(begin)

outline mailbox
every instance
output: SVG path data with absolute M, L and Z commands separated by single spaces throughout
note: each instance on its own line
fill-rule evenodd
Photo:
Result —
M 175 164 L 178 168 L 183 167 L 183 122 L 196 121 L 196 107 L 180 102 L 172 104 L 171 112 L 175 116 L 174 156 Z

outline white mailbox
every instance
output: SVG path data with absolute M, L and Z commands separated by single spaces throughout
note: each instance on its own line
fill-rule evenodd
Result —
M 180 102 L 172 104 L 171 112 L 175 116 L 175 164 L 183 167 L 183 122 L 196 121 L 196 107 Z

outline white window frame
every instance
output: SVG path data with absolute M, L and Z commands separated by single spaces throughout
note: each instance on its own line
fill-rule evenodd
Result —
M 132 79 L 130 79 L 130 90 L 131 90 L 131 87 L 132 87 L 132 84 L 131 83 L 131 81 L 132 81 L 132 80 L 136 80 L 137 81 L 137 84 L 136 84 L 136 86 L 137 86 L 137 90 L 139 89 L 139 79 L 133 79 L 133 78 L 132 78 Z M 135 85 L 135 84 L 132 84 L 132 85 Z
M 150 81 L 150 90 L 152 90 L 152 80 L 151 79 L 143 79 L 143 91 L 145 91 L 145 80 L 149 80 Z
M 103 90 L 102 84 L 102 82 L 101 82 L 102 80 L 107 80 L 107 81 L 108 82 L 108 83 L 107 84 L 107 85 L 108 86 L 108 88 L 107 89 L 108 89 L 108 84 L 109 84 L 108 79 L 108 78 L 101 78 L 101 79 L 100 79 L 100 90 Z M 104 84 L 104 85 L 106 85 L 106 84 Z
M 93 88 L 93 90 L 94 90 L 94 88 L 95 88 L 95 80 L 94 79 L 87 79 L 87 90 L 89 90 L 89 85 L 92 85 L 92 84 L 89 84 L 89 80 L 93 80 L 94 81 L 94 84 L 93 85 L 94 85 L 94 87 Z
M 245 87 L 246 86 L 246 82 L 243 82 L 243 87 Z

(end)

Convert all of the data above into a JSON array of strings, with one string per line and blank lines omitted.

● THE REPLY:
[
  "outline mailbox",
  "every instance",
  "output: SVG path data with absolute M, L and Z commands separated by single spaces throughout",
  "note: each instance on its own line",
  "fill-rule evenodd",
  "Photo:",
  "Result —",
  "M 175 164 L 178 168 L 183 167 L 183 122 L 196 121 L 196 107 L 180 102 L 172 104 L 171 112 L 175 116 L 174 156 Z",
  "outline white mailbox",
  "every instance",
  "output: SVG path data with absolute M, L and Z commands separated by single spaces throughout",
  "note: each instance on its own line",
  "fill-rule evenodd",
  "Result —",
  "M 180 102 L 172 104 L 171 112 L 175 116 L 175 164 L 183 167 L 183 122 L 196 121 L 196 107 Z",
  "outline white window frame",
  "every instance",
  "output: SVG path data with absolute M, L and Z commands separated by single spaces throughout",
  "note: each instance on its own line",
  "fill-rule evenodd",
  "Result —",
  "M 132 79 L 130 79 L 130 90 L 131 90 L 131 87 L 132 87 L 132 84 L 131 83 L 131 81 L 132 81 L 132 80 L 136 80 L 137 81 L 137 84 L 136 84 L 136 86 L 137 86 L 137 90 L 139 89 L 139 79 L 133 79 L 133 78 L 132 78 Z M 135 85 L 135 84 L 132 84 L 132 85 Z",
  "M 150 81 L 150 90 L 152 90 L 152 80 L 151 79 L 143 79 L 143 91 L 145 91 L 145 80 L 149 80 Z",
  "M 103 90 L 102 84 L 102 82 L 101 82 L 102 80 L 107 80 L 107 81 L 108 82 L 108 83 L 107 84 L 107 85 L 108 86 L 108 88 L 107 89 L 108 89 L 108 84 L 109 84 L 108 79 L 108 78 L 101 78 L 101 79 L 100 79 L 100 90 Z M 104 84 L 104 85 L 106 85 L 106 84 Z",
  "M 93 88 L 93 90 L 94 90 L 94 88 L 95 88 L 95 80 L 94 79 L 87 79 L 87 90 L 89 90 L 89 85 L 92 85 L 92 84 L 89 84 L 89 80 L 93 80 L 94 81 L 94 84 L 93 85 L 94 85 L 94 87 Z",
  "M 245 87 L 246 86 L 246 82 L 243 82 L 243 87 Z"
]